* [Task]
From the line containing "Exercise. Point out each instance of the flower cluster" to the end of the listing, write out every line exactly; leave out everything else.

(Coordinate annotation entries)
****

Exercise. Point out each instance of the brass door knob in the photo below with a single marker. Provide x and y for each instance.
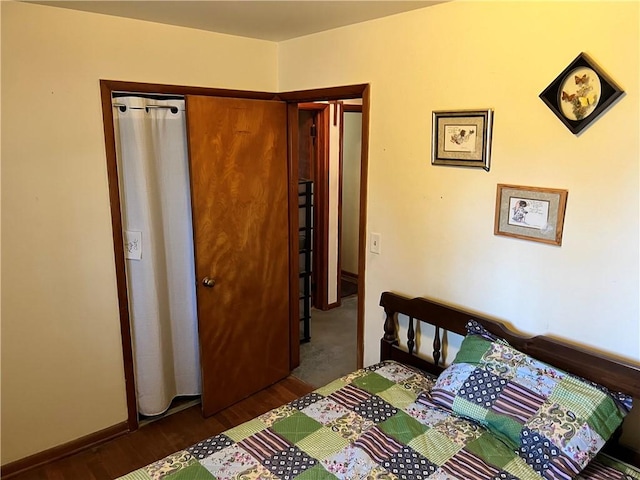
(208, 282)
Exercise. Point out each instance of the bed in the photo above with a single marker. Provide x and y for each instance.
(508, 407)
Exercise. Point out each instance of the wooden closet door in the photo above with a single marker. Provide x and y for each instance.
(239, 190)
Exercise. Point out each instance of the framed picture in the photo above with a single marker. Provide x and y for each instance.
(580, 93)
(531, 213)
(462, 138)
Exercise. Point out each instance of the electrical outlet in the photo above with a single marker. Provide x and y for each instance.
(375, 243)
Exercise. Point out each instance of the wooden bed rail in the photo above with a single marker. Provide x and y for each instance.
(613, 373)
(617, 375)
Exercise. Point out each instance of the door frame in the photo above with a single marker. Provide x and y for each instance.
(107, 87)
(344, 108)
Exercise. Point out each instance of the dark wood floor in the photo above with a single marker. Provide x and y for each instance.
(163, 437)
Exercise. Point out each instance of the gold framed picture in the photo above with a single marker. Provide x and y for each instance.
(530, 213)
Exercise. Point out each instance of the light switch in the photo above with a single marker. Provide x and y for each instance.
(132, 245)
(375, 243)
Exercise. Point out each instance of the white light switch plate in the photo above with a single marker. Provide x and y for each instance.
(375, 243)
(132, 245)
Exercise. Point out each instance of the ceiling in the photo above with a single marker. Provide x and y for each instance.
(266, 20)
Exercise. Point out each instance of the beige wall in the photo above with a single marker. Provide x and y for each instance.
(436, 223)
(61, 358)
(62, 374)
(351, 152)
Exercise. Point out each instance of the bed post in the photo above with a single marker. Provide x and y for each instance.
(390, 338)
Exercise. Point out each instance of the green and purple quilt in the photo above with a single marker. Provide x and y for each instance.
(376, 423)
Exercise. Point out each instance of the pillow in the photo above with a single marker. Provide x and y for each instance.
(557, 422)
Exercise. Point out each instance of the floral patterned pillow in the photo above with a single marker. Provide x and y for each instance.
(556, 421)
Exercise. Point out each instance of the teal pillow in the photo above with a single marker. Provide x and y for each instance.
(557, 422)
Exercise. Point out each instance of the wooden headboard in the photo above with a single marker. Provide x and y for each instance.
(614, 374)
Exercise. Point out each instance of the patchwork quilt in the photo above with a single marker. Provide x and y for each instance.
(376, 423)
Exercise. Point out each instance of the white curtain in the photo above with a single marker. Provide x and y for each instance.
(156, 213)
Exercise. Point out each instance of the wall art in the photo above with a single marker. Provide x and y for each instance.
(580, 94)
(530, 213)
(462, 138)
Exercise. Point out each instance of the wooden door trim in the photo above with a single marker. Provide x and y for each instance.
(344, 108)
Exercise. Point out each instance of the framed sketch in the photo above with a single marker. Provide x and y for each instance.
(580, 93)
(530, 213)
(462, 138)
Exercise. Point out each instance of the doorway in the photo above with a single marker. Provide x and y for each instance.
(292, 99)
(329, 160)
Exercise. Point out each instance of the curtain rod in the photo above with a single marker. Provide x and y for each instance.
(123, 107)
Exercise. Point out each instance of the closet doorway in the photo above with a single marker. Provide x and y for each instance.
(290, 347)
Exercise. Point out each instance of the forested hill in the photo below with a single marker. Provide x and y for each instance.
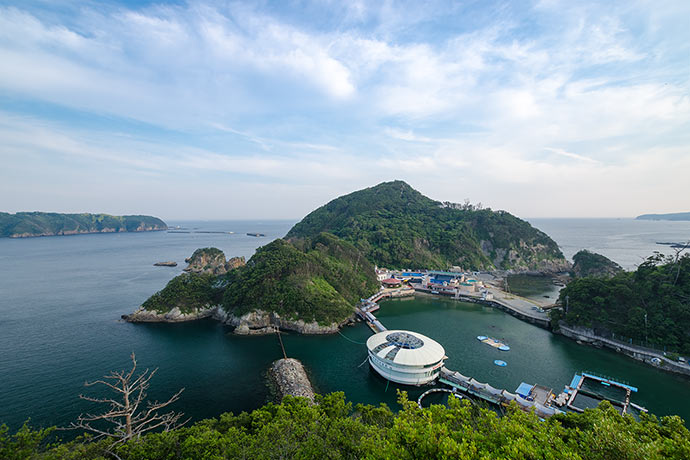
(26, 224)
(671, 216)
(587, 263)
(397, 227)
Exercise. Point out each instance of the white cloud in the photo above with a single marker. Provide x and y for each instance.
(467, 105)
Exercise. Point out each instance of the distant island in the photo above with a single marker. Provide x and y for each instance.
(587, 263)
(670, 216)
(31, 224)
(310, 281)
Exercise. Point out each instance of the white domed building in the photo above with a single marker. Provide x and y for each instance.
(405, 357)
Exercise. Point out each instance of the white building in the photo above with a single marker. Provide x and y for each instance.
(405, 357)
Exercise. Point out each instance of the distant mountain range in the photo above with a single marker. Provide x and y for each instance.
(671, 216)
(29, 224)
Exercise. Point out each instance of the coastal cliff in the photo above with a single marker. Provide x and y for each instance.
(32, 224)
(395, 226)
(588, 263)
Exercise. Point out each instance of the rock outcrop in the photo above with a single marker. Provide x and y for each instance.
(289, 378)
(592, 264)
(173, 316)
(212, 260)
(165, 264)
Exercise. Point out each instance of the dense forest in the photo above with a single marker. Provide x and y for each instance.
(314, 279)
(650, 304)
(397, 227)
(24, 224)
(332, 429)
(587, 263)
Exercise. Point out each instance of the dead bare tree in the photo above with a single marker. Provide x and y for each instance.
(129, 415)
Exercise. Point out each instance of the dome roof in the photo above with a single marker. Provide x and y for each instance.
(405, 348)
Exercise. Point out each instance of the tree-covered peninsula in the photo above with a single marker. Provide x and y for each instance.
(397, 227)
(310, 285)
(587, 263)
(650, 305)
(333, 429)
(28, 224)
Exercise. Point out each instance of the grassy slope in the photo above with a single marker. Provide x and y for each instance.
(396, 226)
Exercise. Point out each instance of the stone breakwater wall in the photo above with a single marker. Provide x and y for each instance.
(289, 378)
(645, 355)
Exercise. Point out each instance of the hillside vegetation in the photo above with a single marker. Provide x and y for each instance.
(332, 430)
(670, 216)
(397, 227)
(659, 289)
(316, 279)
(26, 224)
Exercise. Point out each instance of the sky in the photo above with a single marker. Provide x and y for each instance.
(267, 110)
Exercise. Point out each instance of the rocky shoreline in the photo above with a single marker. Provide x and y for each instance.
(288, 377)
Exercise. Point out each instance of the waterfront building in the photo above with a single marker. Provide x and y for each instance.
(405, 357)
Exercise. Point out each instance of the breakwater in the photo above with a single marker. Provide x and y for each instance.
(289, 377)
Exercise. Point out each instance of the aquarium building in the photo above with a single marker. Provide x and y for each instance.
(405, 357)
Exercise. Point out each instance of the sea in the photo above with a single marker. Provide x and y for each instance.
(61, 299)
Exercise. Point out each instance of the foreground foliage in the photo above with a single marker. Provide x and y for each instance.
(397, 227)
(659, 289)
(51, 223)
(331, 429)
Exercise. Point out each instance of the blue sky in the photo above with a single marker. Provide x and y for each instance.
(227, 110)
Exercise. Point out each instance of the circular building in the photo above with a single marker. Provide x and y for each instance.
(405, 357)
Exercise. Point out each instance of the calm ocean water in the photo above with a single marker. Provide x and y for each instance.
(61, 299)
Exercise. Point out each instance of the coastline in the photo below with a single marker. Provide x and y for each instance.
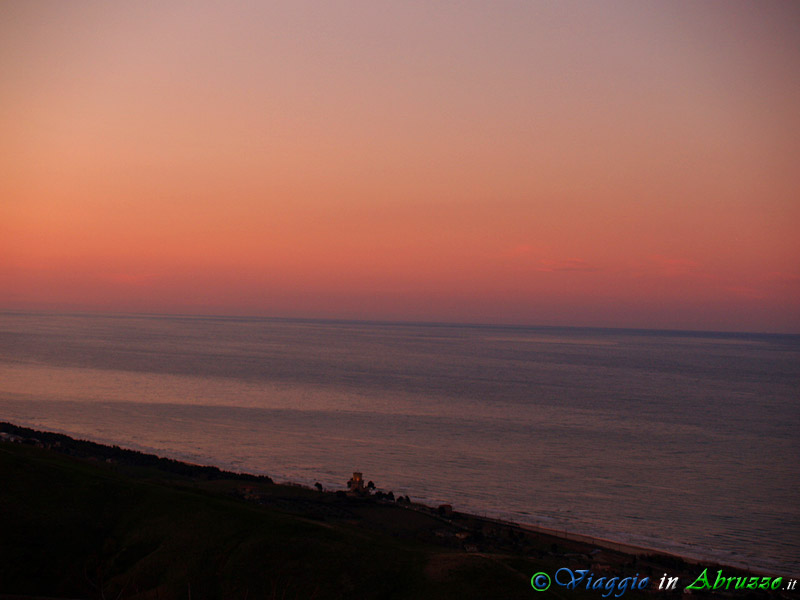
(441, 529)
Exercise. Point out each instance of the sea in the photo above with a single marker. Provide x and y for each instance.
(680, 441)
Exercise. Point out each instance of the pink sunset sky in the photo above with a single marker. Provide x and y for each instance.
(623, 164)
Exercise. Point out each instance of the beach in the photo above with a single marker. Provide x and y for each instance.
(493, 556)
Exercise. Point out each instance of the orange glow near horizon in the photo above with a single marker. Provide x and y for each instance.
(550, 163)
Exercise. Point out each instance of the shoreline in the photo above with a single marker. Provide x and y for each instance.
(586, 544)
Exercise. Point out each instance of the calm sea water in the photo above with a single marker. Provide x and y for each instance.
(686, 442)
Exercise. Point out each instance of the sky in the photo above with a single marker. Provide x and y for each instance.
(612, 164)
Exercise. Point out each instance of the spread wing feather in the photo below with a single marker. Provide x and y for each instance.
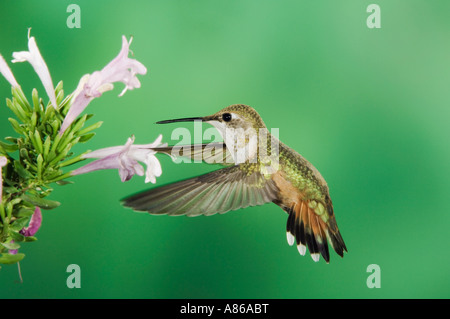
(220, 191)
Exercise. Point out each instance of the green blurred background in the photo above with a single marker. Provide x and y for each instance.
(368, 107)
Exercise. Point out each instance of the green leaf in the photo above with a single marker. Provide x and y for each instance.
(39, 161)
(21, 170)
(16, 126)
(10, 148)
(11, 259)
(41, 202)
(62, 183)
(37, 138)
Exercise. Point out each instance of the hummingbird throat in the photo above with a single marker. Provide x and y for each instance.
(247, 144)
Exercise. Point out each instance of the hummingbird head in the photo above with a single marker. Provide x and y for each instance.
(233, 116)
(239, 126)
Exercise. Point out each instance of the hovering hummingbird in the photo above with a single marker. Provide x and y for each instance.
(290, 182)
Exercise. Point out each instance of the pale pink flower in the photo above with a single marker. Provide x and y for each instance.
(6, 72)
(3, 162)
(121, 69)
(125, 158)
(34, 57)
(32, 228)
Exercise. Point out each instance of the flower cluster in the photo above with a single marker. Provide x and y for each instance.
(37, 157)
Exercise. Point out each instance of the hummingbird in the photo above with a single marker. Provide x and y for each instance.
(262, 174)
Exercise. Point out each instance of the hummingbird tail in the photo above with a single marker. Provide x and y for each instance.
(311, 230)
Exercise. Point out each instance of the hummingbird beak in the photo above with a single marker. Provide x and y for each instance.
(186, 119)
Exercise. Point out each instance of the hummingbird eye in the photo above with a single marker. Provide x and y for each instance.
(226, 117)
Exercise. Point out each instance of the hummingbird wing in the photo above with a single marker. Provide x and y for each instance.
(220, 191)
(212, 153)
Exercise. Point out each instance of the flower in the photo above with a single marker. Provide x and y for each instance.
(33, 227)
(126, 158)
(34, 57)
(120, 69)
(6, 71)
(3, 162)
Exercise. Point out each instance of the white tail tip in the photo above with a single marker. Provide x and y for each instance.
(290, 238)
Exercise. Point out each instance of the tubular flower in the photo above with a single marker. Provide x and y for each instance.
(34, 57)
(125, 158)
(6, 72)
(120, 69)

****

* [Task solution]
Exercise. Point out each instance of the flower cluster in the photo above with a single marker. Provide x and y for each instance.
(37, 157)
Exercise. Point out each instance of the hummingbird in the photo above with a single marker. Provide x and y for each instance.
(262, 174)
Exercise. Point out each instance of the hummingbird tail in the photo above with a single marker. Provide x and y for each instance.
(311, 230)
Exercise. Point out each instance of the hummingbird beak in the photo above with a single marker. Provide x and y for each instance.
(186, 119)
Exercise. Point out each instance of the hummingbird eye in the photo above with a single marker. Provide x and y for each instance.
(226, 117)
Exercise. Point out each instance of the hummingbird wing in the photo above with a single marker. Provide x and y for each instance.
(220, 191)
(212, 153)
Exercise. Point out each instance of the flower in the photo above with a single marker. Provide x and y for each instance.
(33, 227)
(126, 158)
(34, 57)
(120, 69)
(6, 71)
(3, 162)
Exercise. Point out each instance of the white tail tip in the photo above with a single marker. Provide x and y for each instance.
(290, 238)
Exercise. Point out each instance of the tubular flower in the photo above with a single marker. Provide x and y for each instance.
(34, 57)
(125, 158)
(6, 72)
(120, 69)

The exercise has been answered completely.